§ What you are asked to do
Write out the entries, please, from the line containing "Indicate every instance of the red t-shirt" through their final line, exactly and with nothing else.

§ Some records
+++
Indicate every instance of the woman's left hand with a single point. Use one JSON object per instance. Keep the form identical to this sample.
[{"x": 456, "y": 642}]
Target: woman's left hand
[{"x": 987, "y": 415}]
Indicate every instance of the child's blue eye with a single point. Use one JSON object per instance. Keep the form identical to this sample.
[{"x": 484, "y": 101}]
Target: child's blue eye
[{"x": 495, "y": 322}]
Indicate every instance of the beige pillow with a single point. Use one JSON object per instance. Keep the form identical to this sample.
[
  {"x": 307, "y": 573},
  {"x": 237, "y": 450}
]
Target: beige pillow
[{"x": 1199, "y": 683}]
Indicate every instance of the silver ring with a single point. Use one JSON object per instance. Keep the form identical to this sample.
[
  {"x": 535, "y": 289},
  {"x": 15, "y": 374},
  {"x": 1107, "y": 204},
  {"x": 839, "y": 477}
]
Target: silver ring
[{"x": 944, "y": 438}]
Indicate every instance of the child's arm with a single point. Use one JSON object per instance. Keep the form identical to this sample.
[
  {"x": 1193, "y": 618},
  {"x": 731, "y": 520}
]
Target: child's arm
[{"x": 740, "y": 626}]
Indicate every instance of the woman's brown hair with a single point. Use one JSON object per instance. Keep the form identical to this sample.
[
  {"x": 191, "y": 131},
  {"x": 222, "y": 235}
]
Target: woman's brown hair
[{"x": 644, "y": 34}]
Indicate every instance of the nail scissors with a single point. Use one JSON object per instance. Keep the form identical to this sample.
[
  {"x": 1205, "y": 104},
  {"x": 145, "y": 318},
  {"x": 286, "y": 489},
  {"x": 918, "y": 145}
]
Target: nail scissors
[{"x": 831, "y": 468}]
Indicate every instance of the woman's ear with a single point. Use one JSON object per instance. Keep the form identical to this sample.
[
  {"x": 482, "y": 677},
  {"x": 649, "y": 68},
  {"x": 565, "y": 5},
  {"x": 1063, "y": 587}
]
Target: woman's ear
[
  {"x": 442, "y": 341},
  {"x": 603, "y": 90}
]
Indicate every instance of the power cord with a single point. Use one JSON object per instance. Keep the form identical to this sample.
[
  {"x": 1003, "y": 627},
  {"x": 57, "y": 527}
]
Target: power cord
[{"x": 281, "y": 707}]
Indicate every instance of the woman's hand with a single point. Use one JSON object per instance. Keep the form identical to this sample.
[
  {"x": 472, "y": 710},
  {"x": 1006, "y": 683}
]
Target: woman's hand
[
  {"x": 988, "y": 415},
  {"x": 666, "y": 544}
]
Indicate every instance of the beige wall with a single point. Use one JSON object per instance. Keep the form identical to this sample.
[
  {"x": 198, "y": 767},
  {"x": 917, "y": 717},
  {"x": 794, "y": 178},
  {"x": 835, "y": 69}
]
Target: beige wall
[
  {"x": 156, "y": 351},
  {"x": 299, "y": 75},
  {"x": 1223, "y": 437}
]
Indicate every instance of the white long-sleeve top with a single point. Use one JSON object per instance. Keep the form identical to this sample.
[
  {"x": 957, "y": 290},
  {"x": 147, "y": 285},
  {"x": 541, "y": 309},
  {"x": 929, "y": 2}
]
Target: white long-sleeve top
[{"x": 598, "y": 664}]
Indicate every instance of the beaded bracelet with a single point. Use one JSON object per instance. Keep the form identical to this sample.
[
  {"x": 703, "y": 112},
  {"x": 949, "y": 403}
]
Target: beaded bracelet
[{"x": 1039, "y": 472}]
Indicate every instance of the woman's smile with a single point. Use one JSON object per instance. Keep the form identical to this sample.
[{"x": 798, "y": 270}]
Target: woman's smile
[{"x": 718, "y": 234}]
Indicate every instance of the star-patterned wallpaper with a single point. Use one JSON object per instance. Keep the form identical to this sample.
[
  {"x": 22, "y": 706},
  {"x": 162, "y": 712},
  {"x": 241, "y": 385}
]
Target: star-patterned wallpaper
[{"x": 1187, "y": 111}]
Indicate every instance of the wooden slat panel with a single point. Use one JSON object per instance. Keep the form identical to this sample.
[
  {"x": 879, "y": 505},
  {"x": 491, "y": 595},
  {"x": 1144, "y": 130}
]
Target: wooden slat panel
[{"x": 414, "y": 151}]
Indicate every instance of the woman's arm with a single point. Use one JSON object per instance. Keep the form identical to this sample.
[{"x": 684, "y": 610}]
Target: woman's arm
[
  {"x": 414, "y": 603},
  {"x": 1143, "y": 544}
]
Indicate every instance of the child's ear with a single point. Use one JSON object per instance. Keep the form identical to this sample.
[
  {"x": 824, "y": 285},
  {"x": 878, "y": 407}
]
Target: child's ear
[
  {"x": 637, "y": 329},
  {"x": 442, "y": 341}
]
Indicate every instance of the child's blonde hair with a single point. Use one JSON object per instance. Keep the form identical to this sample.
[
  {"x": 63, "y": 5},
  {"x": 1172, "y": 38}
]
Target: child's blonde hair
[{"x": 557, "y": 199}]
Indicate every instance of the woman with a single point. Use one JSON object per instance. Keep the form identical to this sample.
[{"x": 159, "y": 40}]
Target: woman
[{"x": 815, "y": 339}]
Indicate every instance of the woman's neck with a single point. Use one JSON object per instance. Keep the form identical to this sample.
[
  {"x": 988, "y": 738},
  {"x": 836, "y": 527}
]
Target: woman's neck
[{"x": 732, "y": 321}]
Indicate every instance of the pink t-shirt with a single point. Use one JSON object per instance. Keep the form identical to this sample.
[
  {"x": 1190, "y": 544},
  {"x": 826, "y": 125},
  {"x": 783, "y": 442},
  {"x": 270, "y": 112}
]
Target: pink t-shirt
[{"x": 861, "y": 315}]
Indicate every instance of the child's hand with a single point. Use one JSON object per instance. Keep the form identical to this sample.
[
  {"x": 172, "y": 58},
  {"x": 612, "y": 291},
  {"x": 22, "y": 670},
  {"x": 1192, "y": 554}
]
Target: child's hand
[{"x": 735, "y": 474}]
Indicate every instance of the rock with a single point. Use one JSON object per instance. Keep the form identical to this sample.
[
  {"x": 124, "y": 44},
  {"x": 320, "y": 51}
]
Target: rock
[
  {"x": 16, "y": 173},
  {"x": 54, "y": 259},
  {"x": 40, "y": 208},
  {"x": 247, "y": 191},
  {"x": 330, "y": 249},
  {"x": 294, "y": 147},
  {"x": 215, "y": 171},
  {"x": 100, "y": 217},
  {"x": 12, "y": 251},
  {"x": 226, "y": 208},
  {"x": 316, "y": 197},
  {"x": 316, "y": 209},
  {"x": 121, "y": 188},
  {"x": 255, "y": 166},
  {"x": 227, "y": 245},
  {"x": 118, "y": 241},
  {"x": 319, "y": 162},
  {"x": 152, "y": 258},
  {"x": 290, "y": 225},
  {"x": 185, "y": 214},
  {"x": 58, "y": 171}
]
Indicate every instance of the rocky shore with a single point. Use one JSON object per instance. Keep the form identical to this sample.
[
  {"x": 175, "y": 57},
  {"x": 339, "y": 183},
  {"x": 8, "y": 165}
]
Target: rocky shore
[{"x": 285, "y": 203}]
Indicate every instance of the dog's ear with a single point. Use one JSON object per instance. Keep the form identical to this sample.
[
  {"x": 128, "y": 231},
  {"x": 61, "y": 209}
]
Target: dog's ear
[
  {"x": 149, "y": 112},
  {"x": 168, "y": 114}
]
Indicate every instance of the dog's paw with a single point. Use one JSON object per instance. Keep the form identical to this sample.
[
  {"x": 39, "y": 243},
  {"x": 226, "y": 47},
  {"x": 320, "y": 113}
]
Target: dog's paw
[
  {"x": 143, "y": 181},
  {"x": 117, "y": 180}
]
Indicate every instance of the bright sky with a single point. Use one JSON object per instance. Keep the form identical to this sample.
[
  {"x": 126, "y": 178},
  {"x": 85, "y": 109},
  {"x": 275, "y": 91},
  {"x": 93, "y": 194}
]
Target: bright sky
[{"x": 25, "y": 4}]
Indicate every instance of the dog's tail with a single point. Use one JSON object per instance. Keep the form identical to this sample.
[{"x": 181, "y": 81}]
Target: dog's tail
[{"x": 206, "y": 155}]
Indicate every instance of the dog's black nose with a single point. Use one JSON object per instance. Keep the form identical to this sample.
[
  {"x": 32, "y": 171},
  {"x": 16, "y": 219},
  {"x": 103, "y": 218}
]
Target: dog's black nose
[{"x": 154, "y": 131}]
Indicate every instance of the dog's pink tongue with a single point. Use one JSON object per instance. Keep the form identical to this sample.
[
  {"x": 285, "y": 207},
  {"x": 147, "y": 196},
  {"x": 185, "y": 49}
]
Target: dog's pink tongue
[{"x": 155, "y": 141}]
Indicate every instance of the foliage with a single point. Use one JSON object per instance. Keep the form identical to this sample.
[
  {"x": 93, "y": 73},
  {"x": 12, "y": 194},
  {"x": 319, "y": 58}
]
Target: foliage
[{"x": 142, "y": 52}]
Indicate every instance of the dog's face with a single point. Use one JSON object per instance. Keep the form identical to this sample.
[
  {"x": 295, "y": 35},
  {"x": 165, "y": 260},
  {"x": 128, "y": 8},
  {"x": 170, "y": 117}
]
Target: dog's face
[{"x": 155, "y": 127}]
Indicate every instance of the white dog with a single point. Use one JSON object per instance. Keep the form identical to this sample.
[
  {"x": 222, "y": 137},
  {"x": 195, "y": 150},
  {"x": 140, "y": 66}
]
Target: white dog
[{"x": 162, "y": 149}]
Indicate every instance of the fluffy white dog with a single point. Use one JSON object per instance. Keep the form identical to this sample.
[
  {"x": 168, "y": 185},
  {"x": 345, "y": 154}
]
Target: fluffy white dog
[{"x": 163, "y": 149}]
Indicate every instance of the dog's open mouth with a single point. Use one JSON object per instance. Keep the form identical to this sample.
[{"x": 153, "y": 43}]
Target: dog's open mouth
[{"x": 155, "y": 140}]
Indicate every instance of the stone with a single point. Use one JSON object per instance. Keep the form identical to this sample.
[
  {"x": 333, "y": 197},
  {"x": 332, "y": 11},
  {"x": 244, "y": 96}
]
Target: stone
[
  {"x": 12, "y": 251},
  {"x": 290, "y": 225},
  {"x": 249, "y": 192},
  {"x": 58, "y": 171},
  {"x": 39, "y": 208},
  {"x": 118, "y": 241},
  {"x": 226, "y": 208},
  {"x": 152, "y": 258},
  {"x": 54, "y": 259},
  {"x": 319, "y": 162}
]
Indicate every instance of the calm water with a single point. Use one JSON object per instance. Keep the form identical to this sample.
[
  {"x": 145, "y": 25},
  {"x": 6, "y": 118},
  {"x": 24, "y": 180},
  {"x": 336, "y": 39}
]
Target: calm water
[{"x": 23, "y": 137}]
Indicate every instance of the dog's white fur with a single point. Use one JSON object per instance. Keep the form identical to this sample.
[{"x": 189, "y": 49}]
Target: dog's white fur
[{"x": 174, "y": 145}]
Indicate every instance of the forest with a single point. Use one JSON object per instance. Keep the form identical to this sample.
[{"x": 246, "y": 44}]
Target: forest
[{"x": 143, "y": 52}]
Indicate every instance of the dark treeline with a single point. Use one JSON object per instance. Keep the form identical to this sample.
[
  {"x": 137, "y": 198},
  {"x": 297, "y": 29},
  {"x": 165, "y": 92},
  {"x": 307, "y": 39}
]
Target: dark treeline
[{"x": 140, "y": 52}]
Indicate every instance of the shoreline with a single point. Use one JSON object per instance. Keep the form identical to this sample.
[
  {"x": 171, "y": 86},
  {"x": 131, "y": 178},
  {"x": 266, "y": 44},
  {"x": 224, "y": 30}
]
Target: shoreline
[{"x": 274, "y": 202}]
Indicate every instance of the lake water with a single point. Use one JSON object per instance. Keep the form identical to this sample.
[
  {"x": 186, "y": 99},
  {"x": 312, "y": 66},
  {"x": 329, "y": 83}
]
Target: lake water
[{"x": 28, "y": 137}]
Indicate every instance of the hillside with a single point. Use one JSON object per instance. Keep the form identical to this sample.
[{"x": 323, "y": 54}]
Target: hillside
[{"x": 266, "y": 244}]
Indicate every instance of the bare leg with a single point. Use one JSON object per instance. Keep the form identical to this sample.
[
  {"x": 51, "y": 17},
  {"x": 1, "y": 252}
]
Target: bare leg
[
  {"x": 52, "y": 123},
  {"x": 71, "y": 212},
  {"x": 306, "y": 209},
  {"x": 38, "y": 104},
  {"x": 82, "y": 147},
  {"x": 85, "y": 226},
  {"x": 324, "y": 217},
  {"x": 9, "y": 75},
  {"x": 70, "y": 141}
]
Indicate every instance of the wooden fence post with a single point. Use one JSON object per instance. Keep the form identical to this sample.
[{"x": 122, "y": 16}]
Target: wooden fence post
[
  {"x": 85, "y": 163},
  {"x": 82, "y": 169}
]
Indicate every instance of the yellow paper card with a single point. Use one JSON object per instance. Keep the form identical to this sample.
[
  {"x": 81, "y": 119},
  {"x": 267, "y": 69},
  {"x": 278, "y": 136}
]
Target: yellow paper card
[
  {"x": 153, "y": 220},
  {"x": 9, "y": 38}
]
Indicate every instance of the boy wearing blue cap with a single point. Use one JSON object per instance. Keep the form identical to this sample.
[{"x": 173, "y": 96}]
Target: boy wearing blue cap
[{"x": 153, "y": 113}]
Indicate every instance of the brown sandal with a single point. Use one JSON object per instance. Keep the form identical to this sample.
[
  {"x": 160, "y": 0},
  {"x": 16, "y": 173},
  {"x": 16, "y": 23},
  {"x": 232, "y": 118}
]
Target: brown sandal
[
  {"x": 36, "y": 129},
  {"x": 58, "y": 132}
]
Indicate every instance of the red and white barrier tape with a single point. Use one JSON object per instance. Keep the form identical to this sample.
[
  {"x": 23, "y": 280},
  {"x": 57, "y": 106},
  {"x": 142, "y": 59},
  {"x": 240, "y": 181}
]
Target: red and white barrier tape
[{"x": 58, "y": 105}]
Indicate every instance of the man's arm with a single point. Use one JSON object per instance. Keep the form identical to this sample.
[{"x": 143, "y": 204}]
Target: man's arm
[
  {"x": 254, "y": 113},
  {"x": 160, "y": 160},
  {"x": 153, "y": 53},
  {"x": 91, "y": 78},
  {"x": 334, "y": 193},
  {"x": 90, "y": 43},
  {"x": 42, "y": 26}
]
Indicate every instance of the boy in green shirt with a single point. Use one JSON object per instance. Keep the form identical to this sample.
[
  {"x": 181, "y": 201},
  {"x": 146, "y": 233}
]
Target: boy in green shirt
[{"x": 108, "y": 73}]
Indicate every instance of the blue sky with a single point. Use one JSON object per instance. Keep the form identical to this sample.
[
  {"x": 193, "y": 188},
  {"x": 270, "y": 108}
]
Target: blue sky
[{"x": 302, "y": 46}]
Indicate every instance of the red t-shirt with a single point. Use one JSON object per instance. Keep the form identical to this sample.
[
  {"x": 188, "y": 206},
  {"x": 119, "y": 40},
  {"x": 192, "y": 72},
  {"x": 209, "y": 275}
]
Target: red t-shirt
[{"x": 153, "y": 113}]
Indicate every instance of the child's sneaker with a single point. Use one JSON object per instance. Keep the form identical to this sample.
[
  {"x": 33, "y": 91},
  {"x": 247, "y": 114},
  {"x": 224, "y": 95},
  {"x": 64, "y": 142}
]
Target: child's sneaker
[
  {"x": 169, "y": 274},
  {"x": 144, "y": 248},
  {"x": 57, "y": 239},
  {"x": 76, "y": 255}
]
+++
§ Exercise solution
Indicate every instance of the red t-shirt with a single point. Use one JSON object per instance. Keep the form identical to this sample.
[
  {"x": 188, "y": 206},
  {"x": 119, "y": 40},
  {"x": 192, "y": 72},
  {"x": 209, "y": 275}
]
Target: red t-shirt
[{"x": 153, "y": 113}]
Indicate every instance of the child's sneaker with a single point. Use one JSON object per instance. Keep the form identical to this sample.
[
  {"x": 33, "y": 91},
  {"x": 247, "y": 114},
  {"x": 224, "y": 95},
  {"x": 64, "y": 142}
]
Target: child's sneaker
[
  {"x": 169, "y": 274},
  {"x": 144, "y": 248},
  {"x": 57, "y": 239},
  {"x": 76, "y": 255}
]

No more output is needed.